**EXERCISE DETAILS:**
Every entry below is to be copied word for word, with its pictures removed.

↓↓↓

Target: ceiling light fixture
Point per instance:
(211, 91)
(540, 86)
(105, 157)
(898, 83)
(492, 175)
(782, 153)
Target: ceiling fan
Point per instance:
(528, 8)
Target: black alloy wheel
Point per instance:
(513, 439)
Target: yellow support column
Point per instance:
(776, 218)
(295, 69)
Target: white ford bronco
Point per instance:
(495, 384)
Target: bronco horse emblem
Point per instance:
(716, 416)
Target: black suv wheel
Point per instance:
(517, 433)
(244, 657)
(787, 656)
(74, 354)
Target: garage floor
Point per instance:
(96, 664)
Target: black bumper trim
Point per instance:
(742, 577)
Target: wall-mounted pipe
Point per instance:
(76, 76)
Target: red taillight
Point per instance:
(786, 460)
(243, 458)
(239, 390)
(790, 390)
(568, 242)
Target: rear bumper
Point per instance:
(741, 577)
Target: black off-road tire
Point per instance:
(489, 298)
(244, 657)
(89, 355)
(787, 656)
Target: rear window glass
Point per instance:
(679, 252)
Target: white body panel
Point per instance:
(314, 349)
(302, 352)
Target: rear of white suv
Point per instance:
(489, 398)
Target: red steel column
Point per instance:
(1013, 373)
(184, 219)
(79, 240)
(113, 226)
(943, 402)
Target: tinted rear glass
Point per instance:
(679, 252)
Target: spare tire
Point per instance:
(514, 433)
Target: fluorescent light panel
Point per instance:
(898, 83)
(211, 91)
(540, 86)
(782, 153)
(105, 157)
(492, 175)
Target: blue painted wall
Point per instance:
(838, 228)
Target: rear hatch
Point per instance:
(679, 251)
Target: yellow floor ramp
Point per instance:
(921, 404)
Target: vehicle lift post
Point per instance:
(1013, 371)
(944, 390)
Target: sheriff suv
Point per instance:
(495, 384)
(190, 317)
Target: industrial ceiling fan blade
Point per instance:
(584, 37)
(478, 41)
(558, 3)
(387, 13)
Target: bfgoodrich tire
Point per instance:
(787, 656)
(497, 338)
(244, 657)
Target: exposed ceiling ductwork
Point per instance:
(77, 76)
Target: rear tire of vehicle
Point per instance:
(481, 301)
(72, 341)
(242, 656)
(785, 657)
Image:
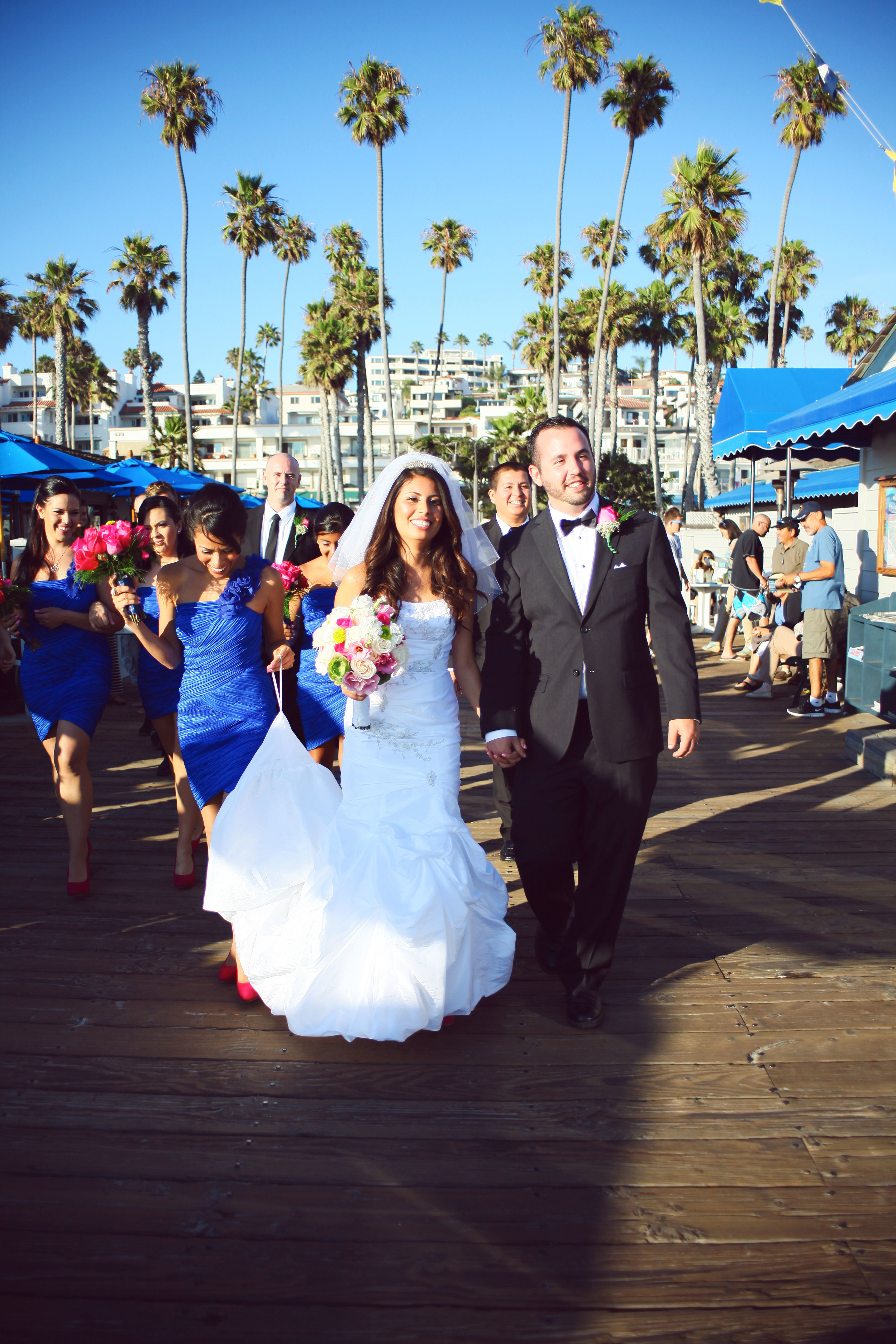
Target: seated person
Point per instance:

↑↑↑

**EXERCISE RESULT:**
Target: ceiling light fixture
Point per instance:
(211, 91)
(540, 86)
(105, 157)
(898, 83)
(492, 175)
(782, 153)
Target: ceiling fan
Point per instance:
(528, 8)
Target: black alloy wheel
Point per instance:
(513, 439)
Target: yellow support column
Point per instance:
(776, 218)
(295, 69)
Target: white ford bronco
Point per instance:
(495, 384)
Target: bronco horse emblem
Point per instance:
(716, 416)
Target: black suv wheel
Point per instance:
(517, 433)
(244, 657)
(787, 656)
(74, 354)
Target: garage floor
Point per instance:
(96, 664)
Target: black bumper trim
Point per instance:
(742, 577)
Target: wall-mounted pipe
Point per instance:
(76, 76)
Target: red taillight
Point per instance:
(786, 460)
(243, 458)
(239, 390)
(790, 390)
(568, 242)
Target: rear bumper
Point per instance:
(741, 577)
Target: black off-road tire
Point per instance:
(489, 298)
(244, 657)
(89, 355)
(787, 656)
Target: rear window glass
Point per instance:
(679, 252)
Target: white body panel
Point per instance:
(314, 349)
(302, 352)
Target: rear of white suv
Point per instance:
(489, 398)
Target: red steel column
Point per instance:
(1013, 373)
(184, 219)
(79, 240)
(113, 226)
(943, 402)
Target: tinted rear glass
Point per instance:
(679, 252)
Target: spare tire
Point per instance:
(514, 433)
Target: fluorescent light panel
Point per instance:
(898, 83)
(211, 91)
(540, 86)
(782, 153)
(105, 157)
(492, 175)
Target: blue painted wall
Point per instance:
(838, 228)
Target: rear hatch
Point per instance:
(679, 251)
Target: yellow floor ramp
Point per instance:
(921, 404)
Target: vehicle lift post
Point per instance:
(1013, 371)
(944, 390)
Target: sheriff suv
Point per instance:
(495, 384)
(190, 317)
Target: industrial ceiling fan blade
Point per instance:
(584, 37)
(478, 41)
(558, 3)
(387, 13)
Target: bfgoodrich tire
Point per instance:
(787, 656)
(497, 338)
(244, 657)
Target: exposed ceiling ductwork
Point per instance:
(77, 76)
Target: rear tire of vehicle
Point per instance:
(481, 301)
(72, 341)
(242, 656)
(785, 657)
Image:
Target: seated person
Point per instance:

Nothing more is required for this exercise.